▶ **Assignment**: Please transcribe the listing below in full, exactly as written, leaving out its pictures.

─── Record extracts

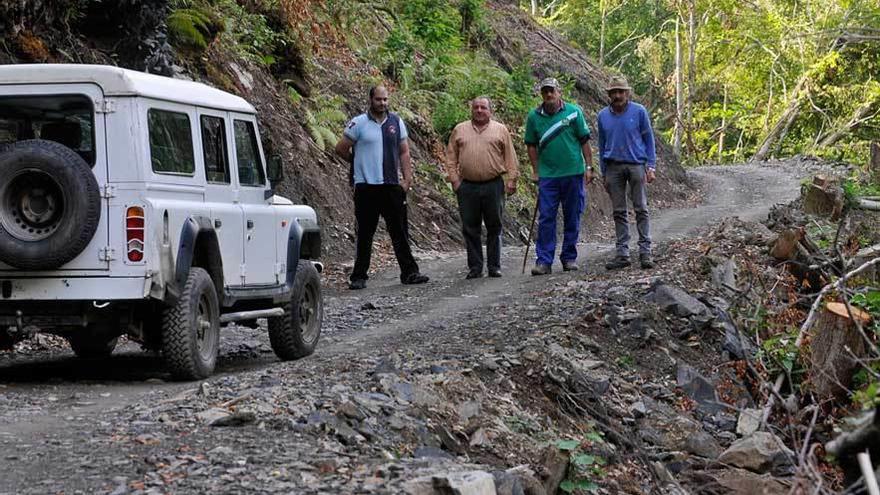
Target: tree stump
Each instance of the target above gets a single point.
(823, 197)
(786, 245)
(834, 349)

──────

▶ **Your response**:
Target: tree stump
Each instance of the target above gets a single point.
(823, 197)
(786, 245)
(834, 349)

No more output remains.